„das Geheimnis der geknickten Rippen und die Entdeckung einer bisher unbekannten Bauphase in der Baugeschichte des Überlinger Münsters“
Carl Fahr
Den meisten Besuchern des Überlinger Münsters wird dieser Fehler im Gewölbe, von dem hier die Rede ist, niemals aufgefallen sein. Zu vielfältig sind die Eindrücke von Größe, Erhabenheit und Schönheit des gotischen Überlinger St. Nikolaus Münsters und seiner Kunstwerke, um dieses Detail zu bemerken.
In einer Beschreibung zur Baugeschichte des Überlinger Münsters von Josef Hecht aus dem Jahr 1938 hatte ich gelesen, dass man gegen Ende der Münsterbauzeit, so etwa um 1550,
… „nach Erneuerung der Scheidbögen und Obermauern …. alte Werkstücke, namentlich Anfänger“….
verwendete, die nicht zu den darauf aufsetzenden Gewölberippen passten. Auch spätere Baubeschreibungen übernahmen teilweise diese Darstellung.
Der Hinweis von Josef Hecht hatte mich aber erst auf diese Gewölbefehler aufmerksam gemacht, auf die „alten Werkstücke, namentlich Anfänger“, die wir auf der Nordseite in den Jochen 7 und 8 in der Arkade zwischen dem Hochschiff und dem inneren Seitenschiff finden:
1. an der Halbsäule gegen die Giebelwand über der Empore, 2. an der Säule der Empore zum Kirchenschiff und 3. an der nächsten Säule zwischen Joch 7 und 6, die durch einen breiten Gurtbogen gegen die Arkade zwischen dem inneren und äußeren Seitenschiff abgestützt ist.
Außerdem schreibt Hecht, dass man, um diese alten Werkstücke einzubauen, nicht nur „die Scheidbögen und Obermauern“ über der Arkade zwischen den Seitenschiffen, sondern auch „die Scheidbögen im Innenschiff selbst“ abbauen und neu errichten musste.
Da aber zu diesem Zeitpunkt (ca.1550) auch das gesamte Münster lt. Hecht bereits überdacht gewesen sein soll – mit einem Satteldach über dem Mittelschiff und Pultdächern über den Seitenschiffen – so hätten auch diese Dächer wieder teilweise abgebrochen werden müssen.
Dieser riesige Aufwand für unpassende Bauteile nach einer ca. zweihundert-jährigen Bauzeit? Ich suchte nach einer Erklärung, nach einer Möglichkeit, aus den erhaltenen und hier angeblich nachträglich eingebauten Gewölbeanfängern nicht nur den ursprünglich geplanten Verlauf der Rippen sondern auch ein vollständiges, geplantes Gewölbefeld rekonstruieren zu können.

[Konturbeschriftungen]

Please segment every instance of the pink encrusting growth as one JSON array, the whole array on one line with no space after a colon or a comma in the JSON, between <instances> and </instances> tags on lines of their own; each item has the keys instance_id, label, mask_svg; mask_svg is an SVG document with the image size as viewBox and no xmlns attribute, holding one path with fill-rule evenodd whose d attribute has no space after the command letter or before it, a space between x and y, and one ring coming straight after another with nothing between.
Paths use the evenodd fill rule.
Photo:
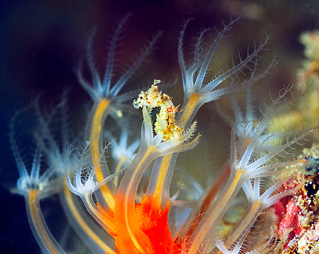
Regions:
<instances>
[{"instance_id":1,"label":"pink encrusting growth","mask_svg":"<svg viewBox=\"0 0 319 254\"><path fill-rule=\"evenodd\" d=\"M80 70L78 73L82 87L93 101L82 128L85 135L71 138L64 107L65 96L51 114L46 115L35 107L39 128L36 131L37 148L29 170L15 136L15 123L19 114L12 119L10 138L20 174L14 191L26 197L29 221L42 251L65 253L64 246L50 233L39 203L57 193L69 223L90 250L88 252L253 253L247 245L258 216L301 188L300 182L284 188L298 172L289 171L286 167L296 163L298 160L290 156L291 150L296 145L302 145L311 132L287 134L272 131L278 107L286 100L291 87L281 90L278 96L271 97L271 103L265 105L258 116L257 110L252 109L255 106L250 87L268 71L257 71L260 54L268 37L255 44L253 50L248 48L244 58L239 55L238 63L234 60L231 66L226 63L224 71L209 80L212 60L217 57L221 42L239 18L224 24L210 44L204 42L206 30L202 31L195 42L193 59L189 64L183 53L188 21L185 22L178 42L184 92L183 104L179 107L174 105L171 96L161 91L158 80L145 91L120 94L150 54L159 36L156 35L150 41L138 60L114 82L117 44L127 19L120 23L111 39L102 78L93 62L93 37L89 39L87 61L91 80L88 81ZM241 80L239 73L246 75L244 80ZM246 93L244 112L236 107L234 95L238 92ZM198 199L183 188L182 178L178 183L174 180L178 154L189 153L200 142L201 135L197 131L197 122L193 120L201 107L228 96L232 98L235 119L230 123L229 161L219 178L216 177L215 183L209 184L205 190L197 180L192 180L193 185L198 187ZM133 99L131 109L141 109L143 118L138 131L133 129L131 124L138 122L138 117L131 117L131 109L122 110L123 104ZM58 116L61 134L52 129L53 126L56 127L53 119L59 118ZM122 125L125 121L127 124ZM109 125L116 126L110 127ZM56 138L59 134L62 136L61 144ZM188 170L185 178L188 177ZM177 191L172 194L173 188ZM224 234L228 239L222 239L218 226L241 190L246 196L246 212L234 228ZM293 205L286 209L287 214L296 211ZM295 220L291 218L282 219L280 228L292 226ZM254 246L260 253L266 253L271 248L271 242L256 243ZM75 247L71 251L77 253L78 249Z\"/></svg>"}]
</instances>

AUFGABENSTELLUNG
Führen Sie den Artikel über die geknickten Gewölberippen im Überlinger Münster im Anschluss an seinen letzten Satz weiter.

LÖSUNG
Von dieser Suche möchte ich hier berichten.
Der abgeknickte Rippenverlauf an den drei Gewölbeanfängern der Joche 7 und 8 im inneren nördlichen Seitenschiff ist augenfällig.
Bei genauerer Betrachtung erkennt man aber noch eine weitere Besonderheit:
Die Rippen wachsen hier nicht zentral aus einem Kapitell sondern schließen radial und tangential an den Säulen an.
hier in einer Zeichnung dargestellt der Unterschied der Gewölbeanfänger:
Gewölbe über Anfängern, die zentral aus einem Kapitell aufsteigen, haben als seitliche Begrenzung eine Wandfläche oder einen Scheidbogen. Sie bilden mit den anschließenden Wandflächen oder Scheidbögen ein klar ablesbares „Kirchen-Schiff“.
Allseitig radial, tangential an einer Säule anschließende Gewölberippen bilden dagegen eine völlig andere Gewölbe- und Raumform ohne strenge optische, längsge-gerichtete Gliederung des Raumes durch Scheidbögen oder Obergaden in einzelne „Kirchen-Schiffe“.
Bei den drei hier zu untersuchenden Gewölbeanfängern handelt es sich offensichtlich um einen Wechsel zwischen diesen beiden unterschiedlichen Raum- und Gewölbeformen.
Aber davon später.
Zu einer Rekonstruktion der Gewölbe, für die ursprünglich diese Gewölbeanfänger geplant waren, wurde zunächst ein genaues Aufmaß der erhaltenen Rippenteile über dem tangentialen Rippenansatz an der Säule – dem „Kämpfer“- erforderlich. Daraus würden sich Richtung und Bogenradius – die Spannung – der geplanten Rippen ermitteln lassen.
Es ging dabei um drei Rippen, in den folgenden Konstruktionszeichnung farblich unterschieden dargestellt:
zwei führen in das Innere des heutigen Sterngewölbefeldes, eine verläuft als Gurt quer zum Kirchenschiff und ist außerdem als Wandrippe bis zum Giebelfenster des inneren Seitenschiffs erhalten.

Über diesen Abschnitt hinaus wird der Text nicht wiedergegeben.